■ Work to be completed ■
Write every entry out again, unchanged.

Point localization data:
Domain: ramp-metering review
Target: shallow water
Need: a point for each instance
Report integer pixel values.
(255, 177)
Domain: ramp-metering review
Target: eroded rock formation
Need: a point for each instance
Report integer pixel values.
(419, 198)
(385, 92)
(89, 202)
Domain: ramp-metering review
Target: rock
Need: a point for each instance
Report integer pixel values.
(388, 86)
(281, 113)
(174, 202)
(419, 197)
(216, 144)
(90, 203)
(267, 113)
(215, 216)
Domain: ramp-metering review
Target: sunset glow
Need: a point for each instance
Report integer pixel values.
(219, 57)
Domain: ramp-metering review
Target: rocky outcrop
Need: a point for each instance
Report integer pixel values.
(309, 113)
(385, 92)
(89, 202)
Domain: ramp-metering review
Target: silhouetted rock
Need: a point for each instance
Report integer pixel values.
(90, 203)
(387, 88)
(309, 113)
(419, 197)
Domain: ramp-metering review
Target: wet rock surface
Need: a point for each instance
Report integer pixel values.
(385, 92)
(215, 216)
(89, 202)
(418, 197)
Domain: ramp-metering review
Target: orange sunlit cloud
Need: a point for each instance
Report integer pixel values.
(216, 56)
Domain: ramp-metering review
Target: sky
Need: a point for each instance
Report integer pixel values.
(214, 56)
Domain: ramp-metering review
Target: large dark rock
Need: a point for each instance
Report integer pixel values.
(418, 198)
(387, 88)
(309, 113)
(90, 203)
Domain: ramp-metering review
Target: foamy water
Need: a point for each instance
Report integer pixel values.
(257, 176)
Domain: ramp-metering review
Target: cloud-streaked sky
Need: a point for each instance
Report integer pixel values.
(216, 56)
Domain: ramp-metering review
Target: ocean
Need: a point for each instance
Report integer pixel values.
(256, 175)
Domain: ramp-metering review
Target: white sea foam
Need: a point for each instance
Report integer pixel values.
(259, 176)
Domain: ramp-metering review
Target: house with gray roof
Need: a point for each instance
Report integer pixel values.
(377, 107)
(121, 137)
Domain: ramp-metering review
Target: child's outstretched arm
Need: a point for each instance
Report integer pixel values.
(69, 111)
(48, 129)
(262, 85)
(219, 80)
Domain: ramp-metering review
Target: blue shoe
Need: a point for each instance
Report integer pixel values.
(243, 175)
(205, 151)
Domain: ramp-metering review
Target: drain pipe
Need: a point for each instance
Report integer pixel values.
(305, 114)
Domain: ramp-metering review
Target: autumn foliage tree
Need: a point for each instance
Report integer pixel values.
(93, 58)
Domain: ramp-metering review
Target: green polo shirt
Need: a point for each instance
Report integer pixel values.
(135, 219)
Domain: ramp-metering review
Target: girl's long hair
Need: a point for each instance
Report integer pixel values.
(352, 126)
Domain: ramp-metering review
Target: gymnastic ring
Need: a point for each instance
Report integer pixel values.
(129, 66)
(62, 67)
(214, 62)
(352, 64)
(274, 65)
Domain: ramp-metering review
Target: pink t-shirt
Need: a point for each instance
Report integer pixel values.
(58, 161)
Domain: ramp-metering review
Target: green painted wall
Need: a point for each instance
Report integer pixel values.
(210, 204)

■ Result ■
Domain: ramp-metering review
Target: shallow water
Need: a point for each instance
Report integer pixel values.
(255, 177)
Domain: ramp-metering review
Target: eroded rock formation
Need: a point for each instance
Report integer pixel values.
(419, 198)
(385, 92)
(89, 202)
Domain: ramp-metering review
Target: rock
Need: a point for each instance
Report integer pixel values.
(388, 86)
(281, 113)
(174, 202)
(419, 197)
(216, 144)
(90, 203)
(267, 113)
(215, 216)
Domain: ramp-metering review
Target: sunset glow
Need: a point for each instance
Report integer pixel values.
(219, 57)
Domain: ramp-metering review
Target: rocky outcrop
Need: a point for each instance
Report integer pixel values.
(309, 113)
(385, 92)
(89, 202)
Domain: ramp-metering review
Target: silhouetted rock
Need: a point for each instance
Report integer pixel values.
(90, 203)
(387, 88)
(309, 113)
(419, 197)
Domain: ramp-metering review
Target: wet rock surface
Need: a point for each instance
Report integer pixel values.
(385, 92)
(215, 216)
(89, 202)
(418, 197)
Domain: ramp-metering review
Target: orange sunlit cloud
Need: a point for each instance
Report integer pixel values.
(216, 56)
Domain: ramp-metering review
Target: sky
Need: a point for each instance
Report integer pixel values.
(214, 56)
Domain: ramp-metering review
Target: large dark rock
Need: a point for each instance
Report integer pixel values.
(418, 198)
(387, 88)
(309, 113)
(90, 203)
Domain: ramp-metering review
Target: foamy water
Need: a point for each instance
Report integer pixel values.
(257, 176)
Domain: ramp-metering review
Target: cloud-streaked sky
Need: a point for each instance
Report integer pixel values.
(216, 56)
Domain: ramp-metering review
Target: ocean
Need: a point for each instance
Report integer pixel values.
(256, 175)
Domain: ramp-metering review
Target: white sea foam
Need: a point for each instance
Report integer pixel values.
(259, 176)
Domain: ramp-metering review
Target: house with gray roof
Need: a point for each instance
Report integer pixel values.
(377, 107)
(121, 137)
Domain: ramp-metering review
Target: child's outstretched arm
Need: a point for each instance
Report integer pixel values.
(69, 111)
(48, 129)
(262, 85)
(219, 80)
Domain: ramp-metering review
Target: blue shoe
Need: a point for each instance
Report integer pixel values.
(243, 175)
(205, 151)
Domain: ramp-metering review
Target: drain pipe
Need: a point for each instance
Report integer pixel values.
(305, 114)
Domain: ramp-metering review
Target: autumn foliage tree
Need: a point for each instance
Report integer pixel values.
(93, 58)
Domain: ramp-metering review
Target: green polo shirt
Need: a point for each instance
Report integer pixel values.
(135, 219)
Domain: ramp-metering review
Target: girl's long hair
Need: a point for each instance
Report integer pixel values.
(352, 126)
Domain: ramp-metering review
Target: gymnastic ring
Need: a point for each instance
Report integer pixel values.
(129, 66)
(62, 67)
(214, 62)
(352, 64)
(274, 65)
Domain: ramp-metering review
Target: pink t-shirt
Need: a point for each instance
Report integer pixel values.
(58, 161)
Domain: ramp-metering review
Target: green painted wall
Need: a point for each instance
Report integer pixel values.
(210, 204)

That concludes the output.